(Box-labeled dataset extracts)
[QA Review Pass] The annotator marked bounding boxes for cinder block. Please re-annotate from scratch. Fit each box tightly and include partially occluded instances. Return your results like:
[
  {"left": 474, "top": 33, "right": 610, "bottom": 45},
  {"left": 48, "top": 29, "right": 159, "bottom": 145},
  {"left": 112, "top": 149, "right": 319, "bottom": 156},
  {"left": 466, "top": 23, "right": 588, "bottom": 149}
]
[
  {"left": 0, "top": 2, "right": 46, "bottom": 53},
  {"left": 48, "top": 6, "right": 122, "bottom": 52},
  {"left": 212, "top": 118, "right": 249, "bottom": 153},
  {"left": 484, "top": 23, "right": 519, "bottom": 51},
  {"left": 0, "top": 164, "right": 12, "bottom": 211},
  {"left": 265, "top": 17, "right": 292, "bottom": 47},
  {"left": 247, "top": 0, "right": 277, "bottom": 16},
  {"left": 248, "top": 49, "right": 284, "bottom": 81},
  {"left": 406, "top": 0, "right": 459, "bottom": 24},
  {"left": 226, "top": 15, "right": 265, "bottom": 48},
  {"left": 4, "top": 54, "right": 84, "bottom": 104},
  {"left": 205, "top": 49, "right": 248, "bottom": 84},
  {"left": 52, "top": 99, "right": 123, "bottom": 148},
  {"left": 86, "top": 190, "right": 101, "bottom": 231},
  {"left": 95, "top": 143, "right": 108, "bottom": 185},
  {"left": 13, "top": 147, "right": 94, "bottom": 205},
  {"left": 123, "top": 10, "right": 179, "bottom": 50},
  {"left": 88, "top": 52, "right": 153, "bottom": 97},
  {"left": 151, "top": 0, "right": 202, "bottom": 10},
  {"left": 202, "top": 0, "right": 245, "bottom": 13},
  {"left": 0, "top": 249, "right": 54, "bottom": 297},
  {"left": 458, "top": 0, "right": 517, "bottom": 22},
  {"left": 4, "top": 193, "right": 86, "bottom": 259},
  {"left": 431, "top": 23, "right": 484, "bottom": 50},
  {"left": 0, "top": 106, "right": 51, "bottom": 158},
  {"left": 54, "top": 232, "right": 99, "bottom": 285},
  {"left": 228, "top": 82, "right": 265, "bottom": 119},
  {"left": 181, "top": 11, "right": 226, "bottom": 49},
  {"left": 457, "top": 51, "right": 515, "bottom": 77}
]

▶ _Job_
Locate all lines in the records above that contain the word "each". Copy every such line in full.

▶ _Correct result_
[QA Review Pass] The annotator marked bounding boxes for cinder block. Please re-annotate from scratch. Fit each box tightly and include partially occluded instances. Return your results like:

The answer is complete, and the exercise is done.